- [WORK REQUEST]:
Give back exactly the lines from the start of the entries below to the line holding "0L0 4V287L450 286V0ZM182", that line included, and leave every picture out.

***** GIVEN ENTRIES *****

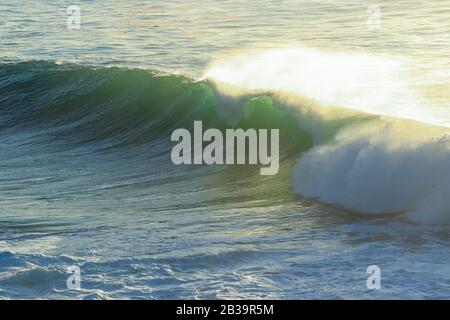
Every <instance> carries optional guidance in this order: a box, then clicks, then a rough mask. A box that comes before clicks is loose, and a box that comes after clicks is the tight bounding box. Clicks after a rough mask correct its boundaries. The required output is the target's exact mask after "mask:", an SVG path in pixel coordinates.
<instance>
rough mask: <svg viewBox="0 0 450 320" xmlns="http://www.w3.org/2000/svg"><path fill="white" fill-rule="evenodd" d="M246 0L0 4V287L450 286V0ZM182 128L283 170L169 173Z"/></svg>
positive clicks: (49, 292) (436, 298) (5, 291)
mask: <svg viewBox="0 0 450 320" xmlns="http://www.w3.org/2000/svg"><path fill="white" fill-rule="evenodd" d="M258 2H259V5H257V6H256V5H255V3H253V2H251V3H250V2H245V1H241V0H225V1H221V2H220V3H218V2H214V3H213V2H209V1H200V0H193V1H177V0H167V1H158V2H157V3H156V2H140V1H127V2H126V3H123V2H119V1H114V0H109V1H106V2H105V1H102V2H101V3H100V2H95V1H92V2H83V3H82V4H81V6H82V8H81V9H82V11H81V12H82V16H81V19H82V25H81V28H80V29H79V30H68V29H66V28H65V26H66V25H65V24H66V20H67V12H66V6H65V5H66V3H63V4H61V3H62V2H61V3H59V4H56V3H55V2H54V1H47V0H45V1H41V2H40V3H39V4H30V3H28V2H27V3H26V5H24V2H21V1H19V2H17V1H15V2H12V1H6V2H4V3H2V4H1V5H0V17H2V23H3V25H2V32H1V33H0V169H1V170H0V298H3V299H12V298H33V299H265V298H273V299H285V298H288V299H305V298H314V299H354V298H365V299H392V298H397V299H431V298H434V299H448V298H449V296H450V290H449V288H450V287H449V284H450V269H449V261H450V254H449V247H450V233H449V231H450V230H449V225H450V202H449V197H448V192H449V191H448V190H450V185H449V184H450V165H449V164H450V161H449V160H450V158H449V157H450V136H449V131H450V129H449V128H450V113H449V110H450V109H449V108H450V105H449V101H450V90H449V89H450V84H449V74H450V73H449V71H450V69H449V67H450V66H449V64H448V61H449V59H448V52H450V50H449V43H450V41H449V35H450V24H449V21H450V20H449V19H448V13H449V9H448V6H447V5H446V2H445V1H431V2H428V4H427V5H426V6H425V5H424V4H423V2H422V1H403V0H402V1H396V2H395V3H392V2H387V1H381V3H380V6H381V12H382V21H381V22H382V23H381V28H380V29H379V30H369V29H368V26H367V4H366V3H361V2H360V1H356V0H349V1H343V2H336V1H332V0H320V1H315V2H313V3H303V2H298V1H283V2H273V1H263V0H261V1H258ZM67 5H69V4H67ZM405 8H407V9H405ZM219 17H220V18H219ZM195 121H202V123H203V127H204V129H205V130H207V129H208V128H217V129H219V130H221V131H222V132H225V130H226V129H231V128H243V129H248V128H254V129H279V130H280V131H279V141H280V149H279V156H280V166H279V171H278V173H277V174H276V175H273V176H262V175H260V171H259V170H260V166H258V165H228V166H227V165H223V166H206V165H205V166H202V165H199V166H183V165H181V166H176V165H174V164H173V163H172V161H171V158H170V154H171V150H172V148H173V146H174V143H173V142H171V140H170V136H171V133H172V132H173V131H174V130H176V129H179V128H185V129H188V130H190V131H191V132H193V129H194V123H195ZM371 265H377V266H379V267H380V269H381V275H382V281H381V289H380V290H370V289H368V288H367V286H366V280H367V272H366V271H367V267H368V266H371ZM70 266H78V267H79V268H80V272H81V289H79V290H71V289H69V288H68V287H67V286H66V280H67V278H68V277H69V274H68V273H67V269H68V267H70Z"/></svg>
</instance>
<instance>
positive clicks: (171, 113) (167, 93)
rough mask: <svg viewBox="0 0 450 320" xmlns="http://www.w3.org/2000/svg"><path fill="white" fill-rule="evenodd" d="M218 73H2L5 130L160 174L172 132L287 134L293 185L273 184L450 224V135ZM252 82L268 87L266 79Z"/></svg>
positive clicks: (2, 120)
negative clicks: (205, 78) (258, 83)
mask: <svg viewBox="0 0 450 320" xmlns="http://www.w3.org/2000/svg"><path fill="white" fill-rule="evenodd" d="M289 54H291V53H289ZM263 60H264V59H263ZM239 61H240V62H241V63H242V61H243V60H242V59H241V60H239ZM254 61H256V60H254ZM263 62H264V61H263ZM253 63H254V64H255V62H253ZM225 65H226V66H227V68H230V66H229V65H227V64H225ZM222 68H224V67H222ZM219 69H220V67H217V66H216V67H214V68H212V69H211V70H212V71H210V72H209V73H208V75H207V80H203V81H194V80H192V79H189V78H187V77H183V76H173V75H162V74H156V73H152V72H148V71H145V70H138V69H134V70H133V69H120V68H93V67H80V66H76V65H64V64H62V65H58V64H53V63H50V62H23V63H17V64H3V65H2V66H1V70H0V83H1V87H0V89H1V90H2V117H1V118H0V121H1V127H2V131H3V133H4V134H5V135H6V136H7V137H8V140H10V141H13V142H14V144H15V145H18V146H24V145H25V146H30V149H31V150H33V149H34V148H36V147H38V146H39V144H45V145H49V144H50V145H51V147H50V148H51V150H52V152H57V151H58V150H64V149H66V150H73V149H74V148H80V147H81V148H82V149H83V150H88V151H84V152H87V153H95V152H106V151H107V152H119V151H120V152H123V150H128V151H127V152H131V153H132V152H139V153H140V156H142V155H143V154H145V155H147V156H148V158H149V166H151V165H152V162H153V161H156V159H159V160H158V161H160V163H161V164H159V165H160V166H163V167H165V166H170V163H171V162H170V159H169V157H168V154H169V152H170V148H171V145H170V143H168V141H170V140H169V139H168V137H169V136H170V133H171V132H172V131H173V130H174V129H176V128H180V127H185V128H191V127H192V124H193V121H194V120H202V121H203V122H204V123H206V126H209V127H216V128H222V129H224V128H226V127H229V126H230V125H231V126H234V127H244V128H250V127H252V128H255V127H256V128H258V127H259V128H267V127H269V128H280V133H281V137H280V142H281V160H282V161H281V165H282V166H283V165H284V171H285V172H291V171H292V173H291V174H289V175H291V178H286V177H283V178H277V179H276V181H277V184H278V185H282V186H284V187H283V188H281V189H282V190H284V192H289V188H291V187H292V189H293V190H294V191H295V192H297V193H300V194H302V195H304V196H306V197H313V198H318V199H320V200H321V201H322V202H325V203H332V204H338V205H341V206H344V207H346V208H349V209H353V210H356V211H359V212H364V213H389V212H400V213H406V215H407V217H408V218H410V219H412V220H414V221H418V222H425V223H448V222H450V214H449V210H450V202H449V198H448V197H447V196H446V193H447V190H448V189H449V183H450V176H449V174H450V161H449V160H450V147H449V144H450V143H449V141H450V140H449V136H448V132H449V130H448V129H447V128H446V127H442V126H436V125H431V124H426V123H419V122H416V121H410V120H406V119H399V118H394V117H388V116H381V115H376V114H373V113H367V112H362V111H361V110H354V109H348V108H347V109H343V108H340V107H336V106H332V105H329V104H325V103H322V102H320V101H317V100H315V99H311V98H310V97H305V96H304V97H301V96H299V95H298V94H297V93H295V94H293V93H286V92H283V91H281V90H280V88H279V87H278V86H275V87H274V89H270V88H266V87H264V86H262V85H257V86H253V87H252V86H249V84H252V83H253V82H252V79H251V78H250V77H249V75H247V76H246V78H245V79H246V80H245V82H246V84H245V83H243V82H242V81H240V80H239V79H242V78H239V77H238V80H239V81H238V82H237V85H234V84H230V81H228V82H224V81H222V80H223V79H221V78H220V77H214V74H216V73H217V72H218V71H217V70H219ZM214 70H216V71H214ZM222 70H225V69H222ZM226 70H227V72H228V73H226V74H228V75H229V74H231V73H230V72H231V71H232V70H230V69H226ZM237 71H241V70H240V69H239V70H236V72H237ZM249 72H250V73H252V69H250V71H249ZM274 72H275V71H274V70H272V71H271V72H270V73H269V74H270V75H273V74H274ZM219 74H223V73H219ZM237 74H238V75H240V76H242V73H239V72H237ZM317 77H318V76H317ZM290 79H291V80H292V78H291V77H290ZM257 81H258V82H259V83H261V82H264V81H265V78H264V76H261V74H260V75H259V76H258V77H257ZM283 82H284V80H283V79H282V80H281V83H283ZM291 87H294V85H292V86H291ZM298 88H301V86H299V87H298ZM355 90H358V88H356V89H355ZM291 91H293V90H291ZM350 93H351V92H348V95H349V96H350ZM142 146H144V147H142ZM145 146H147V147H145ZM163 159H166V160H167V164H163V163H162V162H161V161H164V160H163ZM295 162H297V163H296V165H295V167H294V168H292V166H293V164H294V163H295ZM252 179H254V183H255V184H257V183H261V182H262V181H259V180H258V178H257V177H252ZM286 180H288V181H286ZM291 180H292V182H291ZM291 185H292V186H291ZM80 188H81V186H80ZM265 194H269V193H265ZM246 196H248V197H252V194H251V193H250V192H249V193H248V194H247V195H246Z"/></svg>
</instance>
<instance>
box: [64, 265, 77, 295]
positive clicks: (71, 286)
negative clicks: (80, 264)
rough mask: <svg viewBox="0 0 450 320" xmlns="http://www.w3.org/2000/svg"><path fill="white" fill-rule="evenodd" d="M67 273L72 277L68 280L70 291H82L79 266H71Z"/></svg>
mask: <svg viewBox="0 0 450 320" xmlns="http://www.w3.org/2000/svg"><path fill="white" fill-rule="evenodd" d="M67 273H69V274H70V276H69V277H68V278H67V280H66V286H67V289H69V290H80V289H81V269H80V267H79V266H69V267H67Z"/></svg>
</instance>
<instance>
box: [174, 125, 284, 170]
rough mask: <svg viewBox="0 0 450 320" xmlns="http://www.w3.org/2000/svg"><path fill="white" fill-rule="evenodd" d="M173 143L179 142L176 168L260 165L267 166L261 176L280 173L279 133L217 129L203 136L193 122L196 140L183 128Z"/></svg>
mask: <svg viewBox="0 0 450 320" xmlns="http://www.w3.org/2000/svg"><path fill="white" fill-rule="evenodd" d="M269 131H270V144H269V141H268V140H269ZM171 140H172V141H177V142H178V144H177V145H175V146H174V147H173V149H172V153H171V159H172V162H173V163H174V164H176V165H180V164H197V165H200V164H207V165H212V164H219V165H223V164H260V165H262V166H266V167H263V168H261V169H260V173H261V175H274V174H276V173H277V172H278V169H279V129H270V130H268V129H259V130H256V129H247V130H245V131H244V129H226V130H225V134H223V133H222V131H220V130H219V129H215V128H210V129H207V130H206V131H205V132H203V123H202V121H194V132H193V136H192V135H191V133H190V132H189V130H187V129H182V128H181V129H176V130H175V131H173V133H172V136H171ZM205 142H207V143H208V144H207V145H206V146H205V147H204V143H205ZM247 146H248V148H247ZM269 147H270V154H269ZM247 155H248V157H247ZM247 158H248V159H247ZM247 160H248V162H247Z"/></svg>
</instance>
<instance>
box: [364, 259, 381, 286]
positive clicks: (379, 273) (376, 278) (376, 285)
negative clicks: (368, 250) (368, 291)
mask: <svg viewBox="0 0 450 320" xmlns="http://www.w3.org/2000/svg"><path fill="white" fill-rule="evenodd" d="M367 274H368V275H369V277H368V278H367V282H366V285H367V289H369V290H380V289H381V269H380V267H379V266H377V265H371V266H368V267H367Z"/></svg>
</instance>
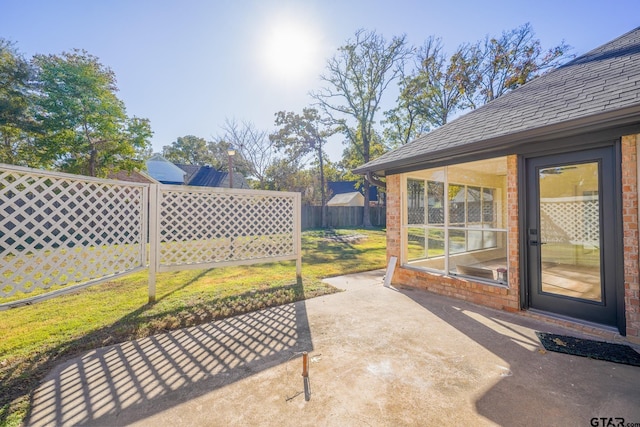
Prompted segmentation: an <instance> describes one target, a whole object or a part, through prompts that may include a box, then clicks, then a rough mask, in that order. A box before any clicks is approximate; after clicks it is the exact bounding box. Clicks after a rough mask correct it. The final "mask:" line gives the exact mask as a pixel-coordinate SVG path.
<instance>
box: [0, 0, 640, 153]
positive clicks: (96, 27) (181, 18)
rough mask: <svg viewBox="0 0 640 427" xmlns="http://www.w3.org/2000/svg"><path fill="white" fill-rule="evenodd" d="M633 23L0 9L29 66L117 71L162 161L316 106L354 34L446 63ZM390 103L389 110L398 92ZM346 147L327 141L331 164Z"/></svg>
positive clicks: (551, 1) (361, 14)
mask: <svg viewBox="0 0 640 427" xmlns="http://www.w3.org/2000/svg"><path fill="white" fill-rule="evenodd" d="M639 17H640V1H638V0H608V1H605V0H553V1H548V0H537V1H535V2H529V3H524V2H513V1H512V0H508V1H503V0H484V1H481V0H465V1H456V0H448V1H437V2H436V1H428V0H423V1H418V0H414V1H411V0H387V1H380V0H353V1H351V0H297V1H293V0H173V1H169V0H0V38H4V39H8V40H10V41H13V42H15V44H16V48H17V49H18V51H19V52H21V53H22V54H23V55H24V56H25V57H27V58H30V57H31V56H32V55H34V54H60V53H62V52H65V51H67V52H68V51H71V50H72V49H74V48H77V49H84V50H86V51H88V52H89V53H90V54H92V55H94V56H97V57H98V58H99V60H100V62H101V63H102V64H103V65H105V66H107V67H109V68H111V69H112V70H113V71H114V72H115V75H116V78H117V86H118V88H119V92H118V94H117V95H118V97H119V98H120V99H121V100H122V101H123V102H124V104H125V106H126V109H127V114H128V115H129V116H137V117H144V118H148V119H149V120H150V122H151V128H152V130H153V131H154V136H153V138H152V146H153V150H154V151H156V152H161V151H162V147H163V146H165V145H170V144H171V143H172V142H173V141H175V140H176V139H177V138H178V137H181V136H185V135H195V136H198V137H202V138H205V139H207V140H212V139H215V138H217V137H218V136H221V135H222V134H223V126H224V124H225V121H227V120H235V121H237V122H243V121H244V122H249V123H252V124H253V125H254V126H255V127H256V128H257V129H260V130H264V131H267V132H272V131H274V130H275V129H276V128H275V125H274V119H275V114H276V113H277V112H278V111H293V112H298V113H301V112H302V109H303V108H305V107H308V106H311V104H312V103H313V99H312V98H311V97H310V96H309V93H310V92H312V91H316V90H318V89H320V88H322V87H323V82H322V81H321V80H320V79H319V76H320V74H322V73H323V72H324V71H325V67H326V63H327V60H328V59H329V58H331V57H332V56H333V55H334V54H335V52H336V51H337V49H338V47H340V46H341V45H344V44H345V42H346V41H347V40H349V39H352V38H353V37H354V34H355V32H356V31H357V30H359V29H364V30H375V31H376V32H377V33H378V34H380V35H382V36H384V37H385V38H386V39H387V40H390V39H391V38H392V37H393V36H400V35H403V34H404V35H406V38H407V41H408V43H409V44H410V45H413V46H420V45H422V44H423V43H424V41H425V40H426V39H427V38H428V37H429V36H436V37H440V38H441V39H442V42H443V44H444V47H445V51H446V52H448V53H451V52H453V51H454V50H455V48H456V47H457V46H459V45H460V44H461V43H466V42H475V41H478V40H481V39H484V38H485V36H487V35H489V36H499V35H500V34H501V33H502V32H503V31H507V30H511V29H514V28H517V27H519V26H521V25H523V24H525V23H527V22H528V23H530V24H531V26H532V27H533V29H534V31H535V36H536V38H538V39H539V40H540V41H541V43H542V46H543V47H545V48H550V47H552V46H555V45H557V44H559V43H560V42H561V41H563V40H564V41H565V42H566V43H567V44H569V45H570V46H572V47H573V49H572V51H571V53H573V54H576V55H580V54H583V53H586V52H588V51H590V50H591V49H593V48H596V47H598V46H600V45H602V44H604V43H606V42H608V41H610V40H612V39H614V38H616V37H618V36H620V35H622V34H624V33H626V32H628V31H630V30H632V29H634V28H635V27H637V26H638V25H640V22H639V19H638V18H639ZM385 96H386V98H385V99H384V100H383V104H384V105H385V106H388V108H391V106H393V103H394V102H395V99H396V96H397V90H395V85H394V86H393V87H392V88H391V90H389V91H388V92H386V95H385ZM388 108H385V109H388ZM382 117H383V116H382V111H380V112H379V113H378V118H382ZM342 149H343V147H342V145H341V141H340V140H335V141H331V142H330V144H329V146H328V148H327V151H328V154H329V157H330V158H331V159H332V160H334V161H335V160H338V159H339V158H340V155H341V153H342Z"/></svg>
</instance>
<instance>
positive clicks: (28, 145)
mask: <svg viewBox="0 0 640 427" xmlns="http://www.w3.org/2000/svg"><path fill="white" fill-rule="evenodd" d="M33 77H34V72H33V67H31V65H30V64H29V62H28V61H27V60H26V59H24V57H23V56H22V55H20V53H19V52H18V51H17V50H16V48H15V46H14V44H13V43H11V42H9V41H7V40H4V39H0V163H9V164H15V165H21V166H40V164H39V162H38V159H37V156H36V154H37V153H36V152H35V150H34V147H33V139H34V136H35V133H36V132H37V130H38V126H37V123H36V122H35V120H34V118H33V109H32V91H33Z"/></svg>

*****

- [EXERCISE RESULT]:
Every <instance> carries optional guidance in this order: a box, then clicks, then a rough mask. A box that comes before clicks is loose, and a box that comes after clicks is the tight bounding box. Clicks after a rough mask correct its boundaries. The required output is the target's exact mask after "mask:", an SVG path in pixel coordinates.
<instance>
rough mask: <svg viewBox="0 0 450 320" xmlns="http://www.w3.org/2000/svg"><path fill="white" fill-rule="evenodd" d="M246 0L0 4V287L450 286V0ZM182 128L283 170L169 173Z"/></svg>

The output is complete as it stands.